§ **KUTIPAN HALAMAN**
╭──

Mohon ampun, Kanjeng Sunan. Kalau Kanjeng Sunan tidak memberi restu kepada hamba untuk menikah, atau paling tidak ta’aruf dan yang-yangan, maka dengan terpaksa hamba akan melampiaskan hasrat dengan cara yang tidak-tidak dan akan menggoncangkan padepokan ini, Kanjeng Sunan”.

Sunan Kudus langsung naik pitam. “Hah ? Kau mau mengancamku ? Sehebat apa kau? Kau tidak sehebat Aryo Penangsang, orang Jipang yang tidak bias membaca sasmitoku itu. Berani sekali kau, Sudrun”.

Hamba tidak hendak melawan Kanjeng Sunan. Ini hanya metode, Kanjeng Sunan”.

Kau pikir aku takut ? Terserah kau. Berbuatlah sesukamu !”

Saestu, Kanjeng Sunan ? Betul begitu ? Apakah Kanjeng Sunan sudah siap menyaksikan peristiwa yang belum pernah Kanjeng Sunan saksikan sebelumnya ?”

Rona di wajah Sunan Kudus semakin merah menyala.

Kurang ajar !!! Siapa yang mengajarimu berkata seperti itu kepadaku ?!”

Dengan enteng Cak Sudrun menjawab : “Gus Dur dan Emha Ainun Nadjib, Kanjeng Sunan”.

Seketika raut muka Sunan Kudus berubah.

Pilihlah wanita yang ingin kau nikahi, lantas bawa kemari”. Sambil mengumpat dalam hati “Assu !!!”

Tanpa menunggu lama, “Sendiko dhawuh, Kanjeng Sunan !” Setelah menghaturkan sembah, Cak Sudrun segera melompat keluar pendopo menemui kekasihnya untuk diajak menghadap Sunan Kudus. Kelak Sunan Kudus akan semakin terperanjat melihat siapa yang dibawa Cak Sudrun kepadanya.

╰──

§ **DATA MENTAH**

╭──

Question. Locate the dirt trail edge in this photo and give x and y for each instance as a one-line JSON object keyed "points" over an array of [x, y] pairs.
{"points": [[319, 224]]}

╰──

Mohon sunting bagian kutipan halaman dari "Kurang ajar !!!" sampai "Cak Sudrun kepadanya.", lalu ganti "Cak Sudrun" dengan "Kang Sudrun". Gunakan hanya kutipan halaman sebagai acuan.

Kurang ajar !!! Siapa yang mengajarimu berkata seperti itu kepadaku ?!”

Dengan enteng Kang Sudrun menjawab : “Gus Dur dan Emha Ainun Nadjib, Kanjeng Sunan”.

Seketika raut muka Sunan Kudus berubah.

Pilihlah wanita yang ingin kau nikahi, lantas bawa kemari”. Sambil mengumpat dalam hati “Assu !!!”

Tanpa menunggu lama, “Sendiko dhawuh, Kanjeng Sunan !” Setelah menghaturkan sembah, Kang Sudrun segera melompat keluar pendopo menemui kekasihnya untuk diajak menghadap Sunan Kudus. Kelak Sunan Kudus akan semakin terperanjat melihat siapa yang dibawa Kang Sudrun kepadanya.